- [Problem description] Pick out every line in the data below that contains the string "panel", and copy each such line in full.

- [Available records]
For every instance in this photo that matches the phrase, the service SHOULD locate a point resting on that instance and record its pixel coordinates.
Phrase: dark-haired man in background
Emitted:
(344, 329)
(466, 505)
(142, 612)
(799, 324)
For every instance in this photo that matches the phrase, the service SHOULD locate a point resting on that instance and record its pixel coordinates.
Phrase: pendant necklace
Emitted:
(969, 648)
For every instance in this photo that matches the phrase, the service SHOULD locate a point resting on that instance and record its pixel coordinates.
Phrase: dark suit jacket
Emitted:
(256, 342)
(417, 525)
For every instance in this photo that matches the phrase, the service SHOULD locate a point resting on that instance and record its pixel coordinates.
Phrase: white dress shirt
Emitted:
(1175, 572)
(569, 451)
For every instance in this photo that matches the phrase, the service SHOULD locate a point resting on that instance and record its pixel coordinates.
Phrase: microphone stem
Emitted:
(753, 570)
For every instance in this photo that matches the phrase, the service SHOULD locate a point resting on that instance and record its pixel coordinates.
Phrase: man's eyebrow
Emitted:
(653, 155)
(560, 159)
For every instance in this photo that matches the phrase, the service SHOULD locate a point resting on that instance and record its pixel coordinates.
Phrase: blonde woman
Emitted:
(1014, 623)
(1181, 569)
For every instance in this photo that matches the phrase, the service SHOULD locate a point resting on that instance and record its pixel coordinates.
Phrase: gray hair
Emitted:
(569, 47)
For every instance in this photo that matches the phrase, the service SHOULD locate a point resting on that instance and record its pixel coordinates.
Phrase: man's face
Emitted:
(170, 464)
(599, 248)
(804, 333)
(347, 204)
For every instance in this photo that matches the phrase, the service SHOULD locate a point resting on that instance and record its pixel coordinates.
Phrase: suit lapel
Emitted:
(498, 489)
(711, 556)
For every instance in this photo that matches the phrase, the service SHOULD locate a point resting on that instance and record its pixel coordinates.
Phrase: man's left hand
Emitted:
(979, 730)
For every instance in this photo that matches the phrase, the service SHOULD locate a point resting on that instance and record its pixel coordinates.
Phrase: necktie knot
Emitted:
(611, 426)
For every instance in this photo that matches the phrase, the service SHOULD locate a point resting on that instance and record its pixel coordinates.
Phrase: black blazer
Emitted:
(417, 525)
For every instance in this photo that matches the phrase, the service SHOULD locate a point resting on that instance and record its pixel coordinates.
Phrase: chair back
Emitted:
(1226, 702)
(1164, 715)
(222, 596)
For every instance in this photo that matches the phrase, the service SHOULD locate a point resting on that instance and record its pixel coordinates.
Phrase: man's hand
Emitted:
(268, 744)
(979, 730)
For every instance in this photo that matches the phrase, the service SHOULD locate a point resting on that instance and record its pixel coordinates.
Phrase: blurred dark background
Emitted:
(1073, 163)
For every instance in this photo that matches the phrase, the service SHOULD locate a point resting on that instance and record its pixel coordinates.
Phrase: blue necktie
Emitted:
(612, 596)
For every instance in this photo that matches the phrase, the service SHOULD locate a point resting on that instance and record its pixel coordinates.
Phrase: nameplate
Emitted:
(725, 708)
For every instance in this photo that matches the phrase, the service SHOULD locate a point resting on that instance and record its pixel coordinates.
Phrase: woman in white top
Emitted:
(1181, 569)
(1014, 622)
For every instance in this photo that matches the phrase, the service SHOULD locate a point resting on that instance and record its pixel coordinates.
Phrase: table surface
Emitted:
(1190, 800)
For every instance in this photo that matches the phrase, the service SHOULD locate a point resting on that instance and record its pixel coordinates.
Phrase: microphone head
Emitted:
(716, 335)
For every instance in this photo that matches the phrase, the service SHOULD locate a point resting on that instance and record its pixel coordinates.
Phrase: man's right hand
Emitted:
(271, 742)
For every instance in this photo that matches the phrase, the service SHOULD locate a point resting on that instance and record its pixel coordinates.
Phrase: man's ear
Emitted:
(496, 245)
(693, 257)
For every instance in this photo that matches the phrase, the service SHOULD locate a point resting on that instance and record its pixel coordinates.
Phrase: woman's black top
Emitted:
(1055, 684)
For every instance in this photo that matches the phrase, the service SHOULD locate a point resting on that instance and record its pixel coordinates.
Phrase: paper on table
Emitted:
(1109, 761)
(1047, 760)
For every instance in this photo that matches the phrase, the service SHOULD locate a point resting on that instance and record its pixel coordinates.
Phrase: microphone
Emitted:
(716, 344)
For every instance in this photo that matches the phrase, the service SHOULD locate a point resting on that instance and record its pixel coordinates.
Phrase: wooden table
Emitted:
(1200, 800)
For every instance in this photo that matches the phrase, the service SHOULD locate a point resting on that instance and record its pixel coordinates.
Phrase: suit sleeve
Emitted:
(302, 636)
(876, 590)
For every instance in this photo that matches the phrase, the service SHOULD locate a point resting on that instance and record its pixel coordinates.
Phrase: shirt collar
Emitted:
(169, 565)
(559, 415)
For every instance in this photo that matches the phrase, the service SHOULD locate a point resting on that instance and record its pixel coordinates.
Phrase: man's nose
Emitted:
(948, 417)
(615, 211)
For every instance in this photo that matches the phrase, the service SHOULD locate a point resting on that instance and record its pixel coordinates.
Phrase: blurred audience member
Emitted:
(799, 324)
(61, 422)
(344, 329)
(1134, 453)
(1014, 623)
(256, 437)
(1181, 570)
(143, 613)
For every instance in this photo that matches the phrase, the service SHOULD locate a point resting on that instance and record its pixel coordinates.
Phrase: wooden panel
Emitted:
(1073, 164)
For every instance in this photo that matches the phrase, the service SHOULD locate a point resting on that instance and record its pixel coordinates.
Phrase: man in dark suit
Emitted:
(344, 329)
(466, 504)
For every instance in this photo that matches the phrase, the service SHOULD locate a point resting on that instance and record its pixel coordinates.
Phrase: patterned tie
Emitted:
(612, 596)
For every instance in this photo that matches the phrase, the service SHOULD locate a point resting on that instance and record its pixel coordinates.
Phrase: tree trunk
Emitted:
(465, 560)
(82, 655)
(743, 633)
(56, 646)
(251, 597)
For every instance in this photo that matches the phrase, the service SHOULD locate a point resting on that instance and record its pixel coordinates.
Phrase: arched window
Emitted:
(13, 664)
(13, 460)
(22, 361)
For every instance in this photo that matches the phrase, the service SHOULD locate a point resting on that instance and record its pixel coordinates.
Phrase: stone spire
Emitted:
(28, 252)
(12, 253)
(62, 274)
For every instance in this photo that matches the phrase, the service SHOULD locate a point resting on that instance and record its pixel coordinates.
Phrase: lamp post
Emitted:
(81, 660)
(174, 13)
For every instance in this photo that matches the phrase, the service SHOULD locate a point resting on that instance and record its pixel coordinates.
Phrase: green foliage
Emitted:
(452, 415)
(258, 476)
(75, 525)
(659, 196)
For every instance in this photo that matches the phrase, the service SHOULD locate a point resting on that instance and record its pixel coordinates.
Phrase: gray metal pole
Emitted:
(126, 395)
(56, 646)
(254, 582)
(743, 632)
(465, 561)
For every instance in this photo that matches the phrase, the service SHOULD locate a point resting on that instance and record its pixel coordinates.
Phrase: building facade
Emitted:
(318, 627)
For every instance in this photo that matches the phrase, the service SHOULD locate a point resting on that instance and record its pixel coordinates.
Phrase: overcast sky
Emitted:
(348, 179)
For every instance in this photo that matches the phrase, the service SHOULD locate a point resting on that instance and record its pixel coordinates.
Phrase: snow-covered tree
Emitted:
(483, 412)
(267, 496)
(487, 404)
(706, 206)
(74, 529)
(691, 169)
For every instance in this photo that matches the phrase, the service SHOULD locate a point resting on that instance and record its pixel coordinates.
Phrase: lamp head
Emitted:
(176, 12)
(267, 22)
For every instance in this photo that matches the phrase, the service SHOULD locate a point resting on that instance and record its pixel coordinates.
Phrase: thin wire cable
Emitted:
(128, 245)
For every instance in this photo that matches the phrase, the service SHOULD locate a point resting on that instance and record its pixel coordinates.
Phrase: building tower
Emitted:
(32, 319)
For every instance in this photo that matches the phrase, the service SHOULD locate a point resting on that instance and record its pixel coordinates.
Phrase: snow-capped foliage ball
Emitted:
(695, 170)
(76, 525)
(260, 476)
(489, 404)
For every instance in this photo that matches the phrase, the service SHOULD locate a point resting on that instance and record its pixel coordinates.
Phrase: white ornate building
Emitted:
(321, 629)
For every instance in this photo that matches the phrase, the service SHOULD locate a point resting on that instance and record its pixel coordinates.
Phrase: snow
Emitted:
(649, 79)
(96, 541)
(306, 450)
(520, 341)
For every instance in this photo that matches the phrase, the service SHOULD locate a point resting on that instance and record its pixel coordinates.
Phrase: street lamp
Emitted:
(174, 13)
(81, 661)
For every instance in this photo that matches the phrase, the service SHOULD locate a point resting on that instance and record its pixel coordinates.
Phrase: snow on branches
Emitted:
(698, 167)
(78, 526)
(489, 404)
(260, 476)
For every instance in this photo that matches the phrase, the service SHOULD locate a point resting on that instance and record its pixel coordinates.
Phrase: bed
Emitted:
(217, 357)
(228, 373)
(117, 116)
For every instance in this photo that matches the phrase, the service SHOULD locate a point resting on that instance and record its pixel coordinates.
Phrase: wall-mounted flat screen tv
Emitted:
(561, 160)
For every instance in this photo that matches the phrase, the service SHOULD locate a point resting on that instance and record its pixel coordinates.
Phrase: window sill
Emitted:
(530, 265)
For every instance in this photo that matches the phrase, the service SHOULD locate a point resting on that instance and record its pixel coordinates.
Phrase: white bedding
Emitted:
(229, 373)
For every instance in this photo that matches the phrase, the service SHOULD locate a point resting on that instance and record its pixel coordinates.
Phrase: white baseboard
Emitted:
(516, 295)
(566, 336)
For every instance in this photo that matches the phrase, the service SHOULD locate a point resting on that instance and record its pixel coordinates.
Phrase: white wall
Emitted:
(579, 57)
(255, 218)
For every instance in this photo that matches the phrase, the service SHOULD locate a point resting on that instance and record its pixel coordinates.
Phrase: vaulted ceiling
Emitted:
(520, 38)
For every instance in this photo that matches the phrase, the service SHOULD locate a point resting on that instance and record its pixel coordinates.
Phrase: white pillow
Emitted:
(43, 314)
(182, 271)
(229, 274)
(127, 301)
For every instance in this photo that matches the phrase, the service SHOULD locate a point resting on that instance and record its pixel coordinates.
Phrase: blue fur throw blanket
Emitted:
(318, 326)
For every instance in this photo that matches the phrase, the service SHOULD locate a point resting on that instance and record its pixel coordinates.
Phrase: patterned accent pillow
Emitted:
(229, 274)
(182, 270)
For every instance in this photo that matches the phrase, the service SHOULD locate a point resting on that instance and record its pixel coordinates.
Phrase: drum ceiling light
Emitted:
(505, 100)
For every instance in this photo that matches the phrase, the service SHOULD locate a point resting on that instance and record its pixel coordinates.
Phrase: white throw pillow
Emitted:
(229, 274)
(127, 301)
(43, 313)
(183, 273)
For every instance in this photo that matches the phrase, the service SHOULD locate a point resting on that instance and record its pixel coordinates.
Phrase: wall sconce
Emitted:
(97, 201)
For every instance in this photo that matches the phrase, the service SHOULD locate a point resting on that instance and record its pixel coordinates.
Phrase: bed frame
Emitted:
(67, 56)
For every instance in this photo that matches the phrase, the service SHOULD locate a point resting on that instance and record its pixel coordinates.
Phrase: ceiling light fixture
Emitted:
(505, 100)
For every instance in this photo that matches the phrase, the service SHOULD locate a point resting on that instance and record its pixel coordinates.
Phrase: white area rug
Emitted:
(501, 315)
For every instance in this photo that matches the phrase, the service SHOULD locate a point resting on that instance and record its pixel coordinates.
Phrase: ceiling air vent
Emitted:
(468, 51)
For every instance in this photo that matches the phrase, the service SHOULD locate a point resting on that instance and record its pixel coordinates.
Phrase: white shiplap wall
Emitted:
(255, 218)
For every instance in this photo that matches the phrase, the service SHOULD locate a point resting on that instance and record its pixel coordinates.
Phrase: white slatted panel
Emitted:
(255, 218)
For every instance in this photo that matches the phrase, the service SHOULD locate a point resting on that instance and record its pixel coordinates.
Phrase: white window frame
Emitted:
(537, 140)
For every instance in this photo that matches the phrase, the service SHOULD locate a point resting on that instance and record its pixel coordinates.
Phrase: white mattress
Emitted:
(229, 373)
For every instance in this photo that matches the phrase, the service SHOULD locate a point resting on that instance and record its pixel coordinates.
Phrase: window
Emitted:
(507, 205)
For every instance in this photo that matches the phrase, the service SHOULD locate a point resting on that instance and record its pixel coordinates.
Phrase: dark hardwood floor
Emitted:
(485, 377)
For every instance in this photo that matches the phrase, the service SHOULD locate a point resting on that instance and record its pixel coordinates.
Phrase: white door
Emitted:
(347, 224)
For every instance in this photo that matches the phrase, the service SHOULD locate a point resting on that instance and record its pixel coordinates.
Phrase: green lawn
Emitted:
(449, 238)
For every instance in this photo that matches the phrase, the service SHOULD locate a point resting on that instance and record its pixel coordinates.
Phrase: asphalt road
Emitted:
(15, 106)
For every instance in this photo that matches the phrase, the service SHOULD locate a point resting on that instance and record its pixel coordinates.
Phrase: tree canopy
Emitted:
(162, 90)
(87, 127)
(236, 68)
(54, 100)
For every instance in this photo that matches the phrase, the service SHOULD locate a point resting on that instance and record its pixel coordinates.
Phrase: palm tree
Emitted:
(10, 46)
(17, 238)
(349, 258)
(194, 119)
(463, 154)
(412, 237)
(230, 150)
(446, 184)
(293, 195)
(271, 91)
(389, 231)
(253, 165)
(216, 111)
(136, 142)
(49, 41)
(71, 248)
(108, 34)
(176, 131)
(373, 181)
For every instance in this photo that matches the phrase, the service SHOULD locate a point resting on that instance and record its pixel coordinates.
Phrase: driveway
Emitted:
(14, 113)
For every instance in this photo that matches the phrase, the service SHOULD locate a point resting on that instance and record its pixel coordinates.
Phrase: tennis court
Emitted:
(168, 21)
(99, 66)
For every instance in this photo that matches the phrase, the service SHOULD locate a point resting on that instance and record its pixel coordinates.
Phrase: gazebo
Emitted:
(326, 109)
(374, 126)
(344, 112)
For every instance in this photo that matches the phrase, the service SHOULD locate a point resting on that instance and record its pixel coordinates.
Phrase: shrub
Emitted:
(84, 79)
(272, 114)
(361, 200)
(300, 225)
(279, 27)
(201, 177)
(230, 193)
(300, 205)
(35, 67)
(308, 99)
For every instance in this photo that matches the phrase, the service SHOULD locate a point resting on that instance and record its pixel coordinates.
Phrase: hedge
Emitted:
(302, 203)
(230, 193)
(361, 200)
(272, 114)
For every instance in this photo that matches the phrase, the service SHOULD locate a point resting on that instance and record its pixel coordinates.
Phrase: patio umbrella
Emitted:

- [Answer for this exercise]
Phrase: wooden panel
Phrase: white slatted panel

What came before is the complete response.